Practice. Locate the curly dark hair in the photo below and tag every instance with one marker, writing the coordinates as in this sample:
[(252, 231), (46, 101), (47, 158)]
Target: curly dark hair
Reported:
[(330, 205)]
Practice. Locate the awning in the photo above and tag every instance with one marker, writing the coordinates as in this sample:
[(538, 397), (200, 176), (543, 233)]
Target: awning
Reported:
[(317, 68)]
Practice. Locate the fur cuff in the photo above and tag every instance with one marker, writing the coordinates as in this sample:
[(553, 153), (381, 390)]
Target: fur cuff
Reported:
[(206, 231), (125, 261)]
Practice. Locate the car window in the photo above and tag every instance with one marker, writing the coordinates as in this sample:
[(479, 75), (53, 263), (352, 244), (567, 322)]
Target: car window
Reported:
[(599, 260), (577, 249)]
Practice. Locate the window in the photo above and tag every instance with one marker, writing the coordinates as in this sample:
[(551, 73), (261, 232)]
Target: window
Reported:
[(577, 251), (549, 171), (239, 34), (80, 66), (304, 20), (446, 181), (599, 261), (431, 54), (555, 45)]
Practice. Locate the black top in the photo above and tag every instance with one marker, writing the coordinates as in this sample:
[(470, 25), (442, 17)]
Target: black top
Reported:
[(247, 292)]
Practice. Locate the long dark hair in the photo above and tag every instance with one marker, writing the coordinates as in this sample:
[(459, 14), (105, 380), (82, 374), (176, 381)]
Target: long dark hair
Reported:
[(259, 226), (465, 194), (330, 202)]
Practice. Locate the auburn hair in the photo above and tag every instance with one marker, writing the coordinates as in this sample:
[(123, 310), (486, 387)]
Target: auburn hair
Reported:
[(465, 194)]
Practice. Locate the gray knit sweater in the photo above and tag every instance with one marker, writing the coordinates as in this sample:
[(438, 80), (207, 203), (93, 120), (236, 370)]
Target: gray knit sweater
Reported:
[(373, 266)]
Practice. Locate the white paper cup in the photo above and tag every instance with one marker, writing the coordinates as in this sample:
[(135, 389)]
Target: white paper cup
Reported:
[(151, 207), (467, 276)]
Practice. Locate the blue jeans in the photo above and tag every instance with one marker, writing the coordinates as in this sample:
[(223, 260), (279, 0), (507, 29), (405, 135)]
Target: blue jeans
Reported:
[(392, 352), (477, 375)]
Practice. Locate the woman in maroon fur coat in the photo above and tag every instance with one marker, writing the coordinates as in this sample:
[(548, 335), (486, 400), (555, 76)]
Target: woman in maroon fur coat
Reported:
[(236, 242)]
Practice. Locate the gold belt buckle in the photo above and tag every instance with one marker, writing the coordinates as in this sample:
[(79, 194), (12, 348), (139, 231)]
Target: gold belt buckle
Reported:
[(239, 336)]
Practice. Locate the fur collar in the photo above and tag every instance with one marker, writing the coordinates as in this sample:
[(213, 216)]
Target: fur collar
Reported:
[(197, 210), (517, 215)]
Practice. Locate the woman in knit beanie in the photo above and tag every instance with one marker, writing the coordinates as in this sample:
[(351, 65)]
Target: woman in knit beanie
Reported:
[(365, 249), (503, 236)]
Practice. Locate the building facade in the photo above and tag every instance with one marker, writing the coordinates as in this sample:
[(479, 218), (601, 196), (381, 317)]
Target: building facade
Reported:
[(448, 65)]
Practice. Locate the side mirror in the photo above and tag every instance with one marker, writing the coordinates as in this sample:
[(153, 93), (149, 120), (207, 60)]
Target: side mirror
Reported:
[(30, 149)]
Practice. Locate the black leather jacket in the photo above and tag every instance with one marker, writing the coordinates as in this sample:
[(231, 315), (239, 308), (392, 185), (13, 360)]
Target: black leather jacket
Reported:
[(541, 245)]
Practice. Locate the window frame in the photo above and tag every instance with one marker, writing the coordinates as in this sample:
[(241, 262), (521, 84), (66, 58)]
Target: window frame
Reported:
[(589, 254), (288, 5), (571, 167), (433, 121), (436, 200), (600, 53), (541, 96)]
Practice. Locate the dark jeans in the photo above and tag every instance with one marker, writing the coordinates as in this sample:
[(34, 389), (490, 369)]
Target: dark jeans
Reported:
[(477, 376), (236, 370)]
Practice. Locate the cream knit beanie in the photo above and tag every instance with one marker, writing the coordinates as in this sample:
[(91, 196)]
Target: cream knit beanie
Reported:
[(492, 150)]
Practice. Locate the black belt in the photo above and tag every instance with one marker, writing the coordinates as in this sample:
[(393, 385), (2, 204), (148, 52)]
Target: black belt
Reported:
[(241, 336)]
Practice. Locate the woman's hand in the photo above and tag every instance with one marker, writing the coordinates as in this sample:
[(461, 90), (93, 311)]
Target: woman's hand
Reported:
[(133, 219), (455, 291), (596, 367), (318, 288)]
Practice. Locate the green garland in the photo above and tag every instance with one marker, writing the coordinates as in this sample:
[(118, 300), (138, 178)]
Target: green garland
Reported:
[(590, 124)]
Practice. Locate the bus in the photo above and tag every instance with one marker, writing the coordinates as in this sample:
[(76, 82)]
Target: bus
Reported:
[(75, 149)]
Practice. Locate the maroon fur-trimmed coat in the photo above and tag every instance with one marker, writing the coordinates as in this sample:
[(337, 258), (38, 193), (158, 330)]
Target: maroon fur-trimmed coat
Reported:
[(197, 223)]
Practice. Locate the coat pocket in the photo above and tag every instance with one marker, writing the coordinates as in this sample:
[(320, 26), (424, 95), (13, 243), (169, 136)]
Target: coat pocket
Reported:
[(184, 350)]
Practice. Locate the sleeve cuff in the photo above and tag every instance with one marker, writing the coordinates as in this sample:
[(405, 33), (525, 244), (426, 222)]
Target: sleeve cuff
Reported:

Work required → Transcribe the records exactly as given.

Result of the exercise →
Practice. Locate the curly dark hair in the photo below and tag every instance with one marker, writing the coordinates as in this sample:
[(252, 231), (46, 101), (47, 158)]
Target: curly dark hair
Reported:
[(330, 205)]
Practice. Locate the awning in the photo above and tag every instance with one marker, writing the coordinates as in this sample:
[(538, 397), (200, 176), (543, 233)]
Target: awning
Reported:
[(317, 68)]
Practice. Locate the fur cuff in the photo above and tag every instance with one marker, writing the coordinates as in this sample:
[(553, 153), (381, 390)]
Target: fur cuff
Reported:
[(206, 231), (125, 261)]
Practice. Locate the car window in the photo above and tag every instance with one marker, writing the coordinates as in this sample:
[(479, 75), (53, 263), (352, 244), (567, 322)]
Target: car window
Reported:
[(599, 260), (577, 249)]
Practice. Locate the window in the photo above and tag every instance with one marker, writing the coordinates as in this sample:
[(551, 73), (261, 232)]
Target: window
Reported:
[(577, 251), (549, 171), (239, 34), (80, 66), (304, 20), (446, 181), (599, 261), (431, 54), (555, 45)]
Practice. Locate the black top in the photo above and tag every instance with one marker, writing the coordinates as in this sample:
[(470, 25), (442, 17)]
Target: black top
Reported:
[(247, 292)]
Practice. Locate the long dark hair in the photo above and tag every instance with one marker, writing the coordinates as in this sample:
[(459, 14), (105, 380), (82, 374), (176, 381)]
Target: long dark hair
Reported:
[(259, 226), (465, 194), (330, 202)]
Practice. Locate the auburn hair in the photo above and tag every instance with one marker, writing the coordinates as in this sample:
[(123, 310), (486, 387)]
Target: auburn hair
Reported:
[(465, 194)]
Practice. Locate the gray knit sweater in the photo above and tag every instance with one marker, writing the coordinates as in this sample:
[(438, 80), (207, 203), (93, 120), (236, 370)]
Target: gray knit sweater
Reported:
[(373, 266)]
Practice. Locate the white paper cup in the photo above and tag every instance with one marker, writing the coordinates as in this sample:
[(135, 389)]
Target: white paper cup
Reported:
[(151, 207), (467, 276)]
Practice. Locate the blue jeans in the photo above and tag every instance with one marker, writing the coordinates as in this sample:
[(223, 260), (279, 0), (507, 29), (405, 135)]
Target: blue jeans
Reported:
[(392, 352), (477, 375)]
Practice. Locate the woman in maroon fur coat in the photo above and tag every instance with one marker, writing the coordinates as in this sample:
[(548, 335), (486, 400), (555, 76)]
Target: woman in maroon fur coat
Reported:
[(236, 242)]
Practice. Locate the gold belt buckle in the photo above and tag every instance with one marker, writing the coordinates as in this sample:
[(79, 194), (12, 348), (139, 231)]
Target: gold belt buckle
Reported:
[(239, 336)]
Practice. Locate the fur collar in the photo above and tag every instance with one marker, writing the coordinates as in this sample:
[(213, 216)]
Target: fur collar
Reported:
[(197, 210), (517, 215)]
Practice. Locate the woman in knit beanie in the photo above and tag every instance with one marker, writing the coordinates as in this sample:
[(351, 65)]
Target: woman in knit beanie
Reported:
[(365, 249), (503, 236)]
Practice. Locate the building facade in the photo above and tag every instance with one marker, writing the coordinates as in this sample:
[(479, 218), (601, 196), (381, 317)]
Target: building facade
Reported:
[(448, 65)]
Practice. Locate the side mirror in the photo above and tag every instance with one marker, writing the coordinates as in this sample:
[(153, 93), (149, 120), (207, 60)]
Target: side mirror
Reported:
[(30, 149)]
Practice. Locate the black leather jacket in the photo above and tag every instance with one marker, writing the coordinates as in this sample:
[(231, 315), (239, 308), (392, 185), (13, 360)]
Target: black leather jacket
Reported:
[(541, 245)]
Practice. Locate the window frame in the photo above and tag every instance with one marker, writing the coordinates as in this sample:
[(241, 262), (521, 84), (66, 58)]
Target: window frame
Reported:
[(589, 254), (288, 5), (571, 167), (433, 121), (436, 200), (600, 53), (541, 96)]
Practice. Locate the dark jeans in the photo above and tag every instance with one marker, writing the coordinates as in this sample:
[(34, 389), (490, 369)]
Target: dark jeans
Reported:
[(477, 376), (236, 370)]
Practice. Locate the cream knit beanie in the photo above and tag every instance with one marker, writing the coordinates as in this sample:
[(91, 196)]
Target: cream knit beanie
Reported:
[(492, 150)]
Practice. Locate the black belt in the photo above and tag every instance with one marker, writing the coordinates as in this sample:
[(393, 385), (2, 204), (148, 52)]
Target: black belt
Reported:
[(241, 336)]
Practice. Locate the woman's hand in the photo above and tag every instance with one marker, writing the coordinates as in this sample:
[(461, 90), (93, 311)]
Target: woman's hand
Reported:
[(133, 219), (455, 291), (596, 367), (318, 288)]
Practice. Locate the green garland in the photo above and tag every instance with one marker, writing the coordinates as in this sample:
[(118, 300), (138, 178)]
Target: green garland
Reported:
[(590, 124)]
Practice. Locate the bus in the photo above and tag every instance with one marker, writing the coordinates as in this sample:
[(76, 82)]
Target: bus
Reported:
[(75, 149)]
Practice. Locate the maroon fur-trimmed coat in the photo above and tag every instance with one marker, writing the coordinates as in this sample:
[(337, 258), (38, 193), (158, 330)]
Target: maroon fur-trimmed coat
Reported:
[(197, 223)]
Practice. Locate the coat pocket in the photo above and tag every instance with one marker, writing the coordinates as in this sample:
[(320, 26), (424, 95), (13, 243), (169, 136)]
Target: coat pocket
Reported:
[(184, 350)]
Practice. Locate the sleeve cuff in the photo above and tag every instance with one marker, writing the coordinates as in this sample:
[(405, 33), (525, 244), (426, 222)]
Target: sleeve cuff
Reported:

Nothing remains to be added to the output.